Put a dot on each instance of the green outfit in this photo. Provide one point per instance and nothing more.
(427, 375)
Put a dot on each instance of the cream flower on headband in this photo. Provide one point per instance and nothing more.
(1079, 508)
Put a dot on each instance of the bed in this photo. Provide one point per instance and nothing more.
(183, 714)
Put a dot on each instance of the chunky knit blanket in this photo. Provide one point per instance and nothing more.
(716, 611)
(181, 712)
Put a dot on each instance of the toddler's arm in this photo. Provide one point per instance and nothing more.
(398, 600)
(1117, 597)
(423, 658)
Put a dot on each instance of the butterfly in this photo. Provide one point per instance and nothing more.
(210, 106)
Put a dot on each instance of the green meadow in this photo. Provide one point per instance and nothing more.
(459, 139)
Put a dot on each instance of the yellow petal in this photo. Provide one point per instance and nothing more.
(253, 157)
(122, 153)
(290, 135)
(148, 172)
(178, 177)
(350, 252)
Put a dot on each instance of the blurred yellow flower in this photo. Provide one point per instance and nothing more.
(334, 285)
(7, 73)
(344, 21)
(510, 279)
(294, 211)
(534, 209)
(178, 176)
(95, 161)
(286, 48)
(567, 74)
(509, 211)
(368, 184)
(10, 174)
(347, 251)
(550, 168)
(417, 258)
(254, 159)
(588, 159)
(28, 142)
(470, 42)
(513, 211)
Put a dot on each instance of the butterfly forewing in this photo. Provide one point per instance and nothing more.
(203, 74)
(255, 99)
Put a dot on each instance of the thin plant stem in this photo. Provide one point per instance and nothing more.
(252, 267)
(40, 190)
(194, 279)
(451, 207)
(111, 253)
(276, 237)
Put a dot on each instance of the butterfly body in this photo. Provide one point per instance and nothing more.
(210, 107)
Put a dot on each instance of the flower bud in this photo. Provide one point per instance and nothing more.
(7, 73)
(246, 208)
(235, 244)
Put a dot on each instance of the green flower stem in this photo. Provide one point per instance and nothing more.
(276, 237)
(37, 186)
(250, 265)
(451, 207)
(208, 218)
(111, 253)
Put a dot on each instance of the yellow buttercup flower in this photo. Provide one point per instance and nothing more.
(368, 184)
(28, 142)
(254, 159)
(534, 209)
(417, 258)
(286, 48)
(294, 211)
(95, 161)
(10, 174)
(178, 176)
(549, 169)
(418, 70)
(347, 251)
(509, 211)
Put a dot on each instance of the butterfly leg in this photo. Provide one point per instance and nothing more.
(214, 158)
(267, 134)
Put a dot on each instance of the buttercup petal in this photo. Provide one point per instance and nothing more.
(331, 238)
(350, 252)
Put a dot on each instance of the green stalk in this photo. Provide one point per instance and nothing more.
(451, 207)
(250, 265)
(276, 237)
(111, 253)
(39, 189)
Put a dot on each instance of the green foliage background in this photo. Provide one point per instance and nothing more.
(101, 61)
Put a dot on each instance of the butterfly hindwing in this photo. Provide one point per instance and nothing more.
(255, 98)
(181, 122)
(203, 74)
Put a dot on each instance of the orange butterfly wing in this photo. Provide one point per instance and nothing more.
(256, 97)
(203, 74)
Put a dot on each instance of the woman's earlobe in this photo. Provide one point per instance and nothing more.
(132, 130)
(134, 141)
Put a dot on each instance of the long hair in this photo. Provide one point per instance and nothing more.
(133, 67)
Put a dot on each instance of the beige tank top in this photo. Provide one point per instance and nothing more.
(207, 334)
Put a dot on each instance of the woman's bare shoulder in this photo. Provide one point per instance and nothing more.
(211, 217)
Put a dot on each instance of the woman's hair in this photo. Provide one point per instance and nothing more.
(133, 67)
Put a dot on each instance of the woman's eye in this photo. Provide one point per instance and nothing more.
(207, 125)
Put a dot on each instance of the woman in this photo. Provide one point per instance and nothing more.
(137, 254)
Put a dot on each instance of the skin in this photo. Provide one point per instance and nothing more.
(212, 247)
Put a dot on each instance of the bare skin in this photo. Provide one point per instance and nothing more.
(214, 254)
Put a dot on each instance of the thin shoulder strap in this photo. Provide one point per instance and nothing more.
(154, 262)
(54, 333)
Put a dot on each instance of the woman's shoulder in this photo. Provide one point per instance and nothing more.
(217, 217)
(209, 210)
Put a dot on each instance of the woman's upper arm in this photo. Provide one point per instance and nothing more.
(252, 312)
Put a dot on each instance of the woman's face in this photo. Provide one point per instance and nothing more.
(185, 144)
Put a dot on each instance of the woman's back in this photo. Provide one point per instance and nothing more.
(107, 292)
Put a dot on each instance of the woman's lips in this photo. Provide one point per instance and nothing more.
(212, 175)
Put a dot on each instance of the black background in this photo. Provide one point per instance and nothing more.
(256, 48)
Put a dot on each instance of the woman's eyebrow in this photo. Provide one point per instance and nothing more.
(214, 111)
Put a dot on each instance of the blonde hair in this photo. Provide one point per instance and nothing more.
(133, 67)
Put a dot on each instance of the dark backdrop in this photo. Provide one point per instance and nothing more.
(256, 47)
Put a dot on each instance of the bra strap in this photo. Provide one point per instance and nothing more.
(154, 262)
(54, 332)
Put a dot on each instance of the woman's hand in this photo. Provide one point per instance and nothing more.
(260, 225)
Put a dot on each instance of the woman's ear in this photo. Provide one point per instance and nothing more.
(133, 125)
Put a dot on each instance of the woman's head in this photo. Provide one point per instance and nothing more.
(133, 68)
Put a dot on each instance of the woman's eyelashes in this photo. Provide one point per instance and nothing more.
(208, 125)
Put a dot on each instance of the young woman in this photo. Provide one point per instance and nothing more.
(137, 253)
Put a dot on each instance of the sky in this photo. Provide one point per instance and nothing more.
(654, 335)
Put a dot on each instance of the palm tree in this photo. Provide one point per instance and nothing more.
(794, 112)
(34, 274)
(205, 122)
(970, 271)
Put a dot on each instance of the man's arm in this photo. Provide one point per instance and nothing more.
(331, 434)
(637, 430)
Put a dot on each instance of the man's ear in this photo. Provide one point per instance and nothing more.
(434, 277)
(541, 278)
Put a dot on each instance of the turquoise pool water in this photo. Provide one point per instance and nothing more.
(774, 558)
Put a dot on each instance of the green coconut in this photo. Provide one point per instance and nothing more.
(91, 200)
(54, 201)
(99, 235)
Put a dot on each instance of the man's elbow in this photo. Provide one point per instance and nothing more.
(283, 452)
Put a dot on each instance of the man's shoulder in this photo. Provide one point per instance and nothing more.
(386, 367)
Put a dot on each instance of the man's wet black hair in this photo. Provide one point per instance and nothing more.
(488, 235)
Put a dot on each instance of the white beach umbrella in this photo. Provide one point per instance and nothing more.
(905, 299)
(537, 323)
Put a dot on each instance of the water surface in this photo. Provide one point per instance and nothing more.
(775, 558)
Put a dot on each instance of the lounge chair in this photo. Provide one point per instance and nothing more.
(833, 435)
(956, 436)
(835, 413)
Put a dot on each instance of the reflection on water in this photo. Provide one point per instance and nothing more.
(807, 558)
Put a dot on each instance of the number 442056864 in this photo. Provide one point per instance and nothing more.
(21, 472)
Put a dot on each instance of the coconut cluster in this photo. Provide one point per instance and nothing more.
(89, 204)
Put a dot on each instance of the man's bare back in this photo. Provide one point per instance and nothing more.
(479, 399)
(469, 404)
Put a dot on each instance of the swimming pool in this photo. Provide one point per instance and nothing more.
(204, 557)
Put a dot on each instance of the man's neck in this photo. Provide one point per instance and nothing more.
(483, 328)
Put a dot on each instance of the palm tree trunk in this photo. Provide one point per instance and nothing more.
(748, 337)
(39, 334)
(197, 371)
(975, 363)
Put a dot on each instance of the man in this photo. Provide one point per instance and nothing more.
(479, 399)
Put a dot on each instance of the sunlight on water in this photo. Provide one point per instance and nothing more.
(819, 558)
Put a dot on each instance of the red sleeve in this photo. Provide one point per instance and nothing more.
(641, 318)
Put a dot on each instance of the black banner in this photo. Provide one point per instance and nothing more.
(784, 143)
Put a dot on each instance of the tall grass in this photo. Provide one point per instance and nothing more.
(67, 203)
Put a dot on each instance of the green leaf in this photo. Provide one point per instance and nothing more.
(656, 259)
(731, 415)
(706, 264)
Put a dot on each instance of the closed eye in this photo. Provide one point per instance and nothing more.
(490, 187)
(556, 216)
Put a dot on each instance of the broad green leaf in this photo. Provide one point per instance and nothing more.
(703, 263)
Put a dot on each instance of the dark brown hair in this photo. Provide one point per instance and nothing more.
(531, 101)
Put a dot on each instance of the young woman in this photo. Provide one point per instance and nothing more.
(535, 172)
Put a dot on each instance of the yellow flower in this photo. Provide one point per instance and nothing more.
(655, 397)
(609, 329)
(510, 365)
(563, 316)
----
> Exercise instructions
Copy only this span: the line that contains "Put a dot on each instance of the red", the last line, and every line between them.

> Solved problem
Put a dot on each instance of the red sleeve in this photo. Provide one point per instance and nothing more.
(641, 318)
Put a dot on each instance of the black banner in this photo. Provide one point per instance and nothing more.
(784, 143)
Put a dot on each instance of the tall grass in this photo. Provide one point per instance and nothing more.
(67, 203)
Put a dot on each instance of the green leaf in this photo. Provide one point per instance and nothing more.
(656, 259)
(731, 415)
(706, 264)
Put a dot on each instance of the closed eye in this photo. Provide one point per instance and nothing more.
(490, 187)
(556, 216)
Put a dot on each instance of the broad green leaf in this photo. Provide one point per instance and nothing more.
(703, 263)
Put a dot on each instance of the dark brown hair in this photo. Provide one point per instance and nothing more.
(531, 101)
Put a dot on each instance of the young woman in this photo. Provide one point per instance and nothing more.
(535, 172)
Put a dot on each instance of the yellow flower in this photo. Provide one point per instance and nothing more.
(655, 397)
(609, 329)
(510, 365)
(563, 316)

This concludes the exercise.